● **SOURCE EXCERPT**:

<<<<

According to Rolling Stone, Louise’s first clients were the two-man Beatles tribute band Passed Masters. Kevin Mantegna played John Lennon and Scott was George. She met them after seeing them perform with their former band, American English.

“When the show was over I came onstage and said, ‘Well, I have to say they passed the audition,'” Louise said. “Because that’s one of the jokes the guys had in the Beatles — ‘I hope we passed the audition.’ And as I got to know Marty, it was like an instant connection, as though we’d always known each other.”

Louise’s goal for the band was not only to earn money but benefit the communities where they play. “John and George were so into the idea of helping humanity,” she said, “and into the whole idea of peace and love and kindness.”

Eventually, Pass Masters turned into Liverpool Legends. Their website writes that they’ve toured the world. They’ve played two sold-out performances at Auditorio Nacional in Mexico City. The band has done shows in India, Israel, Ecuador, Chile, England, Canada, and throughout the U.S.

They’ve played the Rose Bowl four times and Carnegie Hall in New York City. The tribute band also recorded and produced all The Beatles’ songs for the album Fab Fan Memories. It was nominated for a Grammy Award.

So, Louise has definitely done a great job managing Liverpool Legends. However, it’s all part of keeping her brother’s legacy alive.

>>>>

● **EXTRACTED DATA**:
<<<<

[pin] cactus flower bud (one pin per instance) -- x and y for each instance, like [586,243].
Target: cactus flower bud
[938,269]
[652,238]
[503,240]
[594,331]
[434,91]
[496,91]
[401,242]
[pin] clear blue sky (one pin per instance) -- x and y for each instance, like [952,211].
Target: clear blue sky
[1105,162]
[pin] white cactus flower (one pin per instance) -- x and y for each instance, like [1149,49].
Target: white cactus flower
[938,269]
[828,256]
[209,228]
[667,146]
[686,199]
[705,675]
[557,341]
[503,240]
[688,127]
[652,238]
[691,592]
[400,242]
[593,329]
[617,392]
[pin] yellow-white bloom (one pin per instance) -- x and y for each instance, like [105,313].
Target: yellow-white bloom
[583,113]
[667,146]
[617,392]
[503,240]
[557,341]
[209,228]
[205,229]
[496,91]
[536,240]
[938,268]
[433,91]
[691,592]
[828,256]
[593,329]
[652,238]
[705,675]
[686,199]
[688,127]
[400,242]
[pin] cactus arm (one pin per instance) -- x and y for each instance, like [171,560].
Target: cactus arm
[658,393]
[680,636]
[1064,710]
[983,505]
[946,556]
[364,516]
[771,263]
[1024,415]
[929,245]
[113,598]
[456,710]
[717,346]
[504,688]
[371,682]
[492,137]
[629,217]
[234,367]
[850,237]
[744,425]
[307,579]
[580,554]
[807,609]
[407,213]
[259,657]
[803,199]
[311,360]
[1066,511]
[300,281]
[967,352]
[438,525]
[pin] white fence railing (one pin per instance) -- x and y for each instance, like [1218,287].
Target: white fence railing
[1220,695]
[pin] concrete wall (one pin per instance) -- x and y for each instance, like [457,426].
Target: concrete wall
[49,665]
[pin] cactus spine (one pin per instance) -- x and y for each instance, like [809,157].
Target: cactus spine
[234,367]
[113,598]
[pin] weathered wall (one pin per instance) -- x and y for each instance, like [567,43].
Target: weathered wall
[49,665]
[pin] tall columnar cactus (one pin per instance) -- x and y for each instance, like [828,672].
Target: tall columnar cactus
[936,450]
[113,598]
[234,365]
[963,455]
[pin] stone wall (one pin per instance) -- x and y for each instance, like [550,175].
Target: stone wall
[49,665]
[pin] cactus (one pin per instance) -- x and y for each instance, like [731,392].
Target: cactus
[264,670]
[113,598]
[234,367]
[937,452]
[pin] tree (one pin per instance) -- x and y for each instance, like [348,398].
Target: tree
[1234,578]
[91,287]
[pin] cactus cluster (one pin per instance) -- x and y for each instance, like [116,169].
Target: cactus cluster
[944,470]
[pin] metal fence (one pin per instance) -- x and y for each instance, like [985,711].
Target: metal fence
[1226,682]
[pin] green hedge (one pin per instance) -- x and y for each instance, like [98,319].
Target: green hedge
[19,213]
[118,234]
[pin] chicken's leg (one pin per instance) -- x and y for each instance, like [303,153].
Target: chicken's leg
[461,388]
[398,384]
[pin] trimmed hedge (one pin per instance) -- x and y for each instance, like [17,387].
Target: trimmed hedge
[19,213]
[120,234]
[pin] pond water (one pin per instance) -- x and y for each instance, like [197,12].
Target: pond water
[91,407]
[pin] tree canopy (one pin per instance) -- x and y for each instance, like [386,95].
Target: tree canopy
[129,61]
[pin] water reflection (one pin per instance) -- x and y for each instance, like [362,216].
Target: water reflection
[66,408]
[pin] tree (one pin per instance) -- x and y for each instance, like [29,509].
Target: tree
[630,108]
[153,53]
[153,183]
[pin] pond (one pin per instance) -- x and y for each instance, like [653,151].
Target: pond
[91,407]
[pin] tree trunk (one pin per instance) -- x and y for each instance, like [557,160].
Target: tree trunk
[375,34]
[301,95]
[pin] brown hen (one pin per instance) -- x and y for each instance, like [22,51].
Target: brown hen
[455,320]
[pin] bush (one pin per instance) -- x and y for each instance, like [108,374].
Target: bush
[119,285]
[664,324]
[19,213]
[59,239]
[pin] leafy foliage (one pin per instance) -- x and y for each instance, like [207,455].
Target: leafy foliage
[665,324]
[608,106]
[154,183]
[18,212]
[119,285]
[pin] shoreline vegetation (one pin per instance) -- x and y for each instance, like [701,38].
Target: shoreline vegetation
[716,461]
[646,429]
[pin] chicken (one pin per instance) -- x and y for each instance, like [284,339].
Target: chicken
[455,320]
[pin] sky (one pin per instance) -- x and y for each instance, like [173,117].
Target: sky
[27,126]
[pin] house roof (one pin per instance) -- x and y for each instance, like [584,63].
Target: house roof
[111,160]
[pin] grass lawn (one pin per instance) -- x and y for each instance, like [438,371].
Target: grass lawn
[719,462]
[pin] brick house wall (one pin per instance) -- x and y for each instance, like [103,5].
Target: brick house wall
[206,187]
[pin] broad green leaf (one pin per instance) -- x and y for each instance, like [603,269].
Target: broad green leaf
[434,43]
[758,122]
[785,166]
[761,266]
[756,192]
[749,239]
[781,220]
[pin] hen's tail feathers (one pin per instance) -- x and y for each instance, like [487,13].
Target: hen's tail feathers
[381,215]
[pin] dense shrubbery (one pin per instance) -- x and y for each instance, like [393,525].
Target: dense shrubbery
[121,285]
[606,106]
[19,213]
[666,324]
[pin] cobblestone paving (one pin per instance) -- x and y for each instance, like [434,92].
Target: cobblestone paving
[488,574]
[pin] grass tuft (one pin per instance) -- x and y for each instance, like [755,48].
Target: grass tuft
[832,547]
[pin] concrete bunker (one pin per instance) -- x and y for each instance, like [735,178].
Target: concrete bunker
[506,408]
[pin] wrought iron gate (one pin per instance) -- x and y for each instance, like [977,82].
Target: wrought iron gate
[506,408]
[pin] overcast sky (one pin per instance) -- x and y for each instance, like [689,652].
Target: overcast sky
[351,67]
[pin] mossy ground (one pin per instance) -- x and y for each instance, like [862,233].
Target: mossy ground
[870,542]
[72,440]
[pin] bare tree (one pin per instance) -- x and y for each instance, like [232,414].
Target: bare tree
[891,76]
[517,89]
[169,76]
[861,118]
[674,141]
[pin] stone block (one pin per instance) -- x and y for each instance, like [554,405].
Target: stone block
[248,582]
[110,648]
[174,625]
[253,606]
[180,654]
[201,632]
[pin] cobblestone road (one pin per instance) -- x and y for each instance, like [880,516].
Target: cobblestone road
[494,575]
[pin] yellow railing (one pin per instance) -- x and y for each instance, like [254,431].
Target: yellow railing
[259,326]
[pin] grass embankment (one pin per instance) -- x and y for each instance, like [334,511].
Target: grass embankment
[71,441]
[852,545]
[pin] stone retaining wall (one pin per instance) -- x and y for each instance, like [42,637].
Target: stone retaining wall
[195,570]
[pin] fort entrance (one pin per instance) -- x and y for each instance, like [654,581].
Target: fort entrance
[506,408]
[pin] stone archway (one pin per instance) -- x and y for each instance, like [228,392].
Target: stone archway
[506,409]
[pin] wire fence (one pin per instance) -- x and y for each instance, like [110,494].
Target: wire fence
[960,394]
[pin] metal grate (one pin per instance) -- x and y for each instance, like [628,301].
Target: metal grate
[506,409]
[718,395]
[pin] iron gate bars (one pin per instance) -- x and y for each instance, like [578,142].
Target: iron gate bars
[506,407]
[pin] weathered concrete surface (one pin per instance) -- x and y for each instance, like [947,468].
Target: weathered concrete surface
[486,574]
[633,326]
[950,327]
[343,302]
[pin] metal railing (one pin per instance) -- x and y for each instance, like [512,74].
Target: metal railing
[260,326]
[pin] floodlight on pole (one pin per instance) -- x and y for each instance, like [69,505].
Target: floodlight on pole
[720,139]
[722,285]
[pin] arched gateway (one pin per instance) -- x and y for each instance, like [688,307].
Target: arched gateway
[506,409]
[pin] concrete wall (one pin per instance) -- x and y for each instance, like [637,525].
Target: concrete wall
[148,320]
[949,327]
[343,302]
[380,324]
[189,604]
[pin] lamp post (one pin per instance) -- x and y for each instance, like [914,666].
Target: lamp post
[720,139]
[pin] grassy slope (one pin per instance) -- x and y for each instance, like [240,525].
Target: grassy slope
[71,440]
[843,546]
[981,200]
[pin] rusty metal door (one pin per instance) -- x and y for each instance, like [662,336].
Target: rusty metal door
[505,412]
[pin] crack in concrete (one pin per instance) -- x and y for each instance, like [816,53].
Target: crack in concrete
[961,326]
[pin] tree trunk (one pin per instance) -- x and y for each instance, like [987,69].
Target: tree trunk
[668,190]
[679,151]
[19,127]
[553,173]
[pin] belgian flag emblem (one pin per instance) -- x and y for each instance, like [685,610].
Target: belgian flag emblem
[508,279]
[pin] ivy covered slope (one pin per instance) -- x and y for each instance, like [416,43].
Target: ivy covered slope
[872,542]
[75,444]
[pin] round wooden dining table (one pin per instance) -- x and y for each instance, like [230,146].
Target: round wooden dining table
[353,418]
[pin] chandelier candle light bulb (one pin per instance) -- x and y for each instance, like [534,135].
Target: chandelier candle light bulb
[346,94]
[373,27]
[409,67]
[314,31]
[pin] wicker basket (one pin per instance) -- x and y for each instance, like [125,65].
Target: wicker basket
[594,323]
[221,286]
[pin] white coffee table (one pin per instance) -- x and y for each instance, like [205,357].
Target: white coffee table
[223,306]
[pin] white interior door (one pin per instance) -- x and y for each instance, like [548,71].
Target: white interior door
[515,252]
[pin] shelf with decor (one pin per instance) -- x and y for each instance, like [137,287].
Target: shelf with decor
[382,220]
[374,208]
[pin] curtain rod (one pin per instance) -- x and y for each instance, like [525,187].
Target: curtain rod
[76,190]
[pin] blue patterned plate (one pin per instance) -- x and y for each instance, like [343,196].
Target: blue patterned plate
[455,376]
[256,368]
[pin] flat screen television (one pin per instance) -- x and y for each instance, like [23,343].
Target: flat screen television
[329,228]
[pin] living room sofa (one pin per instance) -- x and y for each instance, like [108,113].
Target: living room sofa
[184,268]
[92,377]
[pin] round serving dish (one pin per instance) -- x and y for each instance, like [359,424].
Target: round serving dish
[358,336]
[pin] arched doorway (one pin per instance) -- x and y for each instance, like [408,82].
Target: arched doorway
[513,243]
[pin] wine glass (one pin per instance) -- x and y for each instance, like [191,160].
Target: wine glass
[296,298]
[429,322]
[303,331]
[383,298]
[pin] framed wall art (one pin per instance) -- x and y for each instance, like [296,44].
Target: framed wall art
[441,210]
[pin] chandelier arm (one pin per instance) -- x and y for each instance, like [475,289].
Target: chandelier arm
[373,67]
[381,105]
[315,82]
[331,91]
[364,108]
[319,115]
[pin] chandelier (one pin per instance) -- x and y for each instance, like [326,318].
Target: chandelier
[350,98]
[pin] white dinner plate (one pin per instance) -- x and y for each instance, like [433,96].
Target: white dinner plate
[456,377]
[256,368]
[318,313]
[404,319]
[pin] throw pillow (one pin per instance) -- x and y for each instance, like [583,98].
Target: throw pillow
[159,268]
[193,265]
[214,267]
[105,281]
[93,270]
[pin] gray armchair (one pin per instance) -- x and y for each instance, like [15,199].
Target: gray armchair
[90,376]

>>>>

● **THE TASKS**:
[A] According to the tribute band excerpt, at which venue in Mexico City did the band play two sold-out performances?
[B] Put the records from the line that contains "[pin] framed wall" through the end of the records, inclusive, into a two-column CSV with the headers instruction and points. Each request gets one row, with its text and its answer each in a single quoted field and line breaks replaced by spaces.

● **FULL ANSWERS**:
[A] Auditorio Nacional

[B]
instruction,points
"[pin] framed wall art (one pin per instance) -- x and y for each instance, like [296,44]. Target: framed wall art","[441,210]"
"[pin] chandelier arm (one pin per instance) -- x and y for each instance, like [475,289]. Target: chandelier arm","[373,67] [381,105] [315,82] [331,91] [364,108] [319,115]"
"[pin] chandelier (one pin per instance) -- x and y for each instance, like [326,318]. Target: chandelier","[350,98]"
"[pin] white dinner plate (one pin per instance) -- x and y for each instance, like [433,96]. Target: white dinner plate","[456,377] [256,368] [318,313] [404,319]"
"[pin] throw pillow (one pin per instance) -- x and y for each instance, like [583,98]. Target: throw pillow","[159,268] [193,265] [214,267] [105,281] [93,270]"
"[pin] gray armchair (one pin per instance) -- x and y for each instance, like [15,199]. Target: gray armchair","[90,376]"